◆ EXERCISE DESCRIPTION
Please repeat the data exactly, leaving nothing out.

━━━ RECORDS SUPPLIED

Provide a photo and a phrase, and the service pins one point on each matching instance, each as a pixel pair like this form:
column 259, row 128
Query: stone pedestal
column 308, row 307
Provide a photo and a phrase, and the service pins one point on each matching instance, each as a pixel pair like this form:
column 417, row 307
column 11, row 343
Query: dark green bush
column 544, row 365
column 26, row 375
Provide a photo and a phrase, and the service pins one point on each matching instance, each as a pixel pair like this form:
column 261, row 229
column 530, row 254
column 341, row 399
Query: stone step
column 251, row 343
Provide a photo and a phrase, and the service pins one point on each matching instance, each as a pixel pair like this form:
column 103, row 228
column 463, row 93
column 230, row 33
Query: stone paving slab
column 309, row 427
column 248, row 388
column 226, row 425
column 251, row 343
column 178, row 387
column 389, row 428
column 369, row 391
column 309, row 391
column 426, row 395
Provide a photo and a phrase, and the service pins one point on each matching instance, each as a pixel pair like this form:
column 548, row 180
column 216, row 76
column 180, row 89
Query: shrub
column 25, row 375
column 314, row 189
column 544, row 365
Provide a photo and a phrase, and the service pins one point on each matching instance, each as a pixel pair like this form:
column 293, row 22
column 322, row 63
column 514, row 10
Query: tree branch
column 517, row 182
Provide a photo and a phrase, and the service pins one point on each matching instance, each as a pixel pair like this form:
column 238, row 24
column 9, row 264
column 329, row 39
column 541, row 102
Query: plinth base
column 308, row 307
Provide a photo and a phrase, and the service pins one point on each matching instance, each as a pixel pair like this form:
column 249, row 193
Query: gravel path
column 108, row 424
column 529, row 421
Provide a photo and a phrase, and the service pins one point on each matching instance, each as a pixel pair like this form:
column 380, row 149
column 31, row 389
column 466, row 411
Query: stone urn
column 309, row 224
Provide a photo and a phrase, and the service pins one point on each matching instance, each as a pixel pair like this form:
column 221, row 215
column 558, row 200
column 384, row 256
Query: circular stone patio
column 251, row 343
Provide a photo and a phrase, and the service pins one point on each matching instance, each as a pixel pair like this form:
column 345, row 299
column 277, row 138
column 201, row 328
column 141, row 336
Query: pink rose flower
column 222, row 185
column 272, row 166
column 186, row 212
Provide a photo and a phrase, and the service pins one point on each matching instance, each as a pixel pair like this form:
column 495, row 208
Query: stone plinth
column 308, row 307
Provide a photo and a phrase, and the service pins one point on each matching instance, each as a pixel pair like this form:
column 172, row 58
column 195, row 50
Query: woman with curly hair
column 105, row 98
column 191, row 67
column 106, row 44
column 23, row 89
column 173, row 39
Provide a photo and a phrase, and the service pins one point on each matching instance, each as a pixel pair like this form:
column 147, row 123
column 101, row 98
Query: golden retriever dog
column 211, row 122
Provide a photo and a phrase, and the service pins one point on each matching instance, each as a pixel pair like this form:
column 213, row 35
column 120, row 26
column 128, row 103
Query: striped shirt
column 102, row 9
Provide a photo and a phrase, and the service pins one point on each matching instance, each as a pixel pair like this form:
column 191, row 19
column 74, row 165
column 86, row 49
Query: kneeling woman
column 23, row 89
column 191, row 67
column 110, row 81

━━━━━━

◆ THE COMPLETED TASK
Provide a photo and a phrase, and the service pins one point on each matching instance, each as a pixel pair like this form:
column 259, row 128
Query: stone pedestal
column 308, row 307
Provide a photo and a phrase, and the service pins one point on each matching instance, each as a pixel pair like this form:
column 417, row 307
column 11, row 343
Query: dark green bush
column 544, row 365
column 26, row 375
Provide a photo and a phrase, and the service pins one point on each matching instance, each as a pixel pair like this form:
column 261, row 229
column 530, row 254
column 341, row 399
Query: stone step
column 251, row 343
Provide a photo and a phrase, and the service pins one point on each matching instance, each as a pixel pair like this form:
column 103, row 228
column 463, row 93
column 230, row 33
Query: stone paving slab
column 309, row 427
column 248, row 388
column 226, row 425
column 251, row 343
column 178, row 387
column 389, row 428
column 369, row 391
column 309, row 391
column 426, row 395
Provide a photo and a phrase, and the service pins one point on each matching instance, each as a pixel pair like this form:
column 548, row 180
column 216, row 76
column 180, row 89
Query: shrub
column 25, row 375
column 314, row 189
column 544, row 365
Provide a photo and a phrase, and the service pins one point on each matching instance, each as a pixel pair like this form:
column 293, row 22
column 322, row 63
column 514, row 10
Query: tree branch
column 517, row 182
Provide a photo and a phrase, and the service pins one point on each matching instance, each as a pixel pair like this form:
column 238, row 24
column 9, row 264
column 329, row 39
column 541, row 102
Query: plinth base
column 308, row 307
Provide a photo and a phrase, and the service pins one point on each matching instance, each as a pixel pair like this form:
column 249, row 193
Query: gravel path
column 108, row 424
column 529, row 421
Provide a photo and a phrase, and the service pins one point on each matching instance, each as a pixel pair like this form:
column 380, row 149
column 31, row 389
column 466, row 411
Query: stone urn
column 309, row 224
Provide a photo and a phrase, and the service pins one point on each matching instance, each as a pixel pair like this form:
column 221, row 215
column 558, row 200
column 384, row 256
Query: circular stone patio
column 251, row 343
Provide a photo and a phrase, and the service pins one point on each matching instance, each as a pixel pair like this form:
column 345, row 299
column 277, row 138
column 201, row 328
column 141, row 336
Query: pink rose flower
column 222, row 185
column 272, row 166
column 186, row 212
Provide a photo and a phrase, and the service pins one point on each matching instance, each as a pixel pair like this form:
column 495, row 208
Query: stone plinth
column 308, row 307
Provide a photo and a phrase, and the service pins one point on each matching instance, each as a pixel pair like this form:
column 172, row 58
column 195, row 50
Query: woman with curly hair
column 105, row 98
column 191, row 67
column 106, row 44
column 23, row 89
column 173, row 39
Provide a photo and a phrase, and the service pins one point on each matching instance, each as a pixel pair like this form:
column 147, row 123
column 101, row 98
Query: golden retriever dog
column 211, row 122
Provide a photo and a phrase, and the service pins one point on each matching instance, each as a pixel pair like this form:
column 213, row 35
column 120, row 26
column 128, row 103
Query: striped shirt
column 102, row 9
Provide a photo and a phrase, and the service pins one point on each matching instance, each as a pixel pair like this form:
column 191, row 19
column 74, row 165
column 86, row 49
Query: kneeling woman
column 23, row 89
column 191, row 67
column 110, row 81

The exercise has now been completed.